▸ **What the exercise asks**
Return every line below as is, leaving out the pictures.

▸ **Material shown**
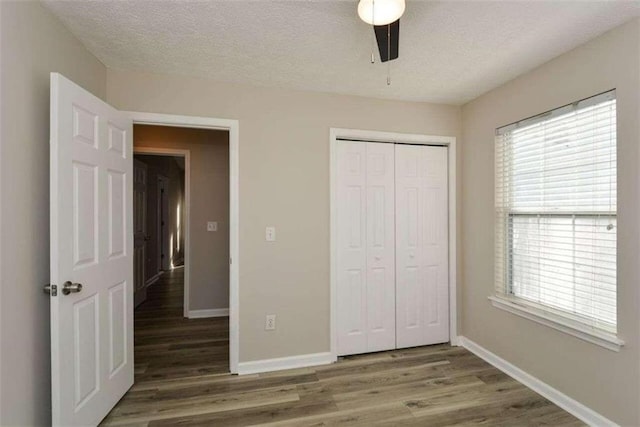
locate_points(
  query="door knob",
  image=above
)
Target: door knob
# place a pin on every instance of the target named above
(69, 287)
(51, 290)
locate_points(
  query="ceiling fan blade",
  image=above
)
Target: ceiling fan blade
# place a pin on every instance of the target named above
(388, 37)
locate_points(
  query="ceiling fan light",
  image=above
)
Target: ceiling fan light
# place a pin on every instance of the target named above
(382, 11)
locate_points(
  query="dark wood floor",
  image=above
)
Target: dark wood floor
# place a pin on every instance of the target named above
(181, 380)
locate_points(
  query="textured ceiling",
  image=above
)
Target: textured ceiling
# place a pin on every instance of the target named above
(450, 51)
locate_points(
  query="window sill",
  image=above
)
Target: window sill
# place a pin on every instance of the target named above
(603, 339)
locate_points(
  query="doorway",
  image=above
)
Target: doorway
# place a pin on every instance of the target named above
(159, 196)
(232, 128)
(188, 174)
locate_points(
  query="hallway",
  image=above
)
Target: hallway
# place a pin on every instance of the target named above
(170, 349)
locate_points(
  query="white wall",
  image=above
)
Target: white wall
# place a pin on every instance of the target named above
(284, 182)
(33, 43)
(605, 381)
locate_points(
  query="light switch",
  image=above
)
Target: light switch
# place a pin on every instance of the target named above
(271, 234)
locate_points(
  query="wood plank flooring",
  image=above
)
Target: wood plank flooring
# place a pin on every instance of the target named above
(182, 380)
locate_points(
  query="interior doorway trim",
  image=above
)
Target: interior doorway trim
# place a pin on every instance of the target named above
(233, 127)
(186, 154)
(393, 138)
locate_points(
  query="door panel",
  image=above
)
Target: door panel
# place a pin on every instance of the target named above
(380, 252)
(91, 244)
(366, 260)
(422, 286)
(352, 262)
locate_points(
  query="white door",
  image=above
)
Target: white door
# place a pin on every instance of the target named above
(380, 239)
(91, 245)
(422, 278)
(365, 264)
(140, 237)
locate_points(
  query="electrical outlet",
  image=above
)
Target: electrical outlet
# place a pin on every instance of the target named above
(270, 322)
(270, 234)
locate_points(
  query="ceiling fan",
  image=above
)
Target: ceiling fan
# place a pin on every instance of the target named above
(384, 16)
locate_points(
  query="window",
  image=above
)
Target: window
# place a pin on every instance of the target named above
(556, 214)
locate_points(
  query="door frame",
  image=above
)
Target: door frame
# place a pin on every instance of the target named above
(233, 127)
(163, 245)
(172, 152)
(392, 138)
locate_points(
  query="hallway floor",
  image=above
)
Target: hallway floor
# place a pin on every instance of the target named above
(181, 379)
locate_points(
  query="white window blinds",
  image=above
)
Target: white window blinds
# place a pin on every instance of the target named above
(556, 212)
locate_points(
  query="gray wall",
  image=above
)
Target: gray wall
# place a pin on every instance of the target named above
(284, 182)
(209, 251)
(605, 381)
(32, 44)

▸ **Correct answer**
locate_points(
  query="door knob",
  image=above
)
Target: door knob
# place a pin on every instance of the target named above
(69, 287)
(51, 290)
locate_points(
  query="ceiling fan blade",
  image=above
)
Target: ceiling fan blade
# place a pin on every instance of the target named above
(388, 37)
locate_points(
  query="ceiling fan light",
  image=above
)
Target: ceiling fan light
# place a pin on every instance of the target named above
(382, 11)
locate_points(
  query="dark wood floor",
  image=above
)
Target: dark wood floor
# place a pin on every instance of the target named above
(181, 380)
locate_points(
  query="textured ceiling",
  image=above
)
Target: textured ceiling
# place a pin on every instance of the target named above
(450, 51)
locate_points(
  query="window sill",
  image=above
)
Target: window sill
# place a pin on every instance of the target named above
(603, 339)
locate_points(
  query="doorway",
  image=above
)
Target: doorway
# place a pin on every instance of the target named above
(159, 196)
(232, 128)
(188, 174)
locate_points(
  query="hallway",
  image=above
)
Target: hallway
# place a pin on every instance of the target named above
(170, 349)
locate_points(
  query="white wall",
  image=above
)
Target: white wall
# place a pin on every instance of the target named above
(284, 182)
(33, 43)
(605, 381)
locate_points(
  query="light switch",
  image=above
)
Target: light switch
# place a pin on every instance of the target named above
(271, 234)
locate_points(
  query="wood plank flooring",
  image=above
)
Target: wood plank flooring
# place a pin on every instance of the target named above
(182, 380)
locate_points(
  query="interior doorway trim",
  image=above
)
Target: interior doorway trim
# place a pin on every instance of the target named above
(233, 127)
(186, 154)
(393, 138)
locate_points(
  query="door panel",
  image=above
)
Target: door panel
# place a pin on every instance of the target named above
(380, 252)
(91, 244)
(366, 260)
(422, 286)
(352, 262)
locate_points(
  query="white door",
  image=above
)
Target: white door
# place a pin on every instance of the target named above
(380, 239)
(91, 245)
(422, 278)
(365, 264)
(140, 237)
locate_points(
  query="electrical outlet",
  image=above
)
Target: electrical outlet
# place a pin on every instance of the target named above
(270, 322)
(270, 234)
locate_points(
  query="ceiling fan",
  image=above
)
Target: ceiling fan
# place a pin on every instance of the target named above
(384, 16)
locate_points(
  query="window",
  image=above
)
Target: window
# place a pin on every instance of the target named above
(556, 214)
locate_points(
  query="door frame",
  image=above
)
Target: door frame
# place a pin on every instance of the target named above
(233, 127)
(163, 245)
(172, 152)
(392, 138)
locate_points(
  query="hallway floor",
  image=above
)
Target: hallway floor
# place a pin on every instance of the target named above
(181, 379)
locate_points(
  query="white window blinds",
  image=above
)
Target: white window blinds
# place a pin on every instance of the target named above
(556, 212)
locate_points(
  query="gray wall",
  image=above
)
Target: gray wall
# place a pin on every instance of the target named above
(284, 182)
(209, 251)
(605, 381)
(32, 44)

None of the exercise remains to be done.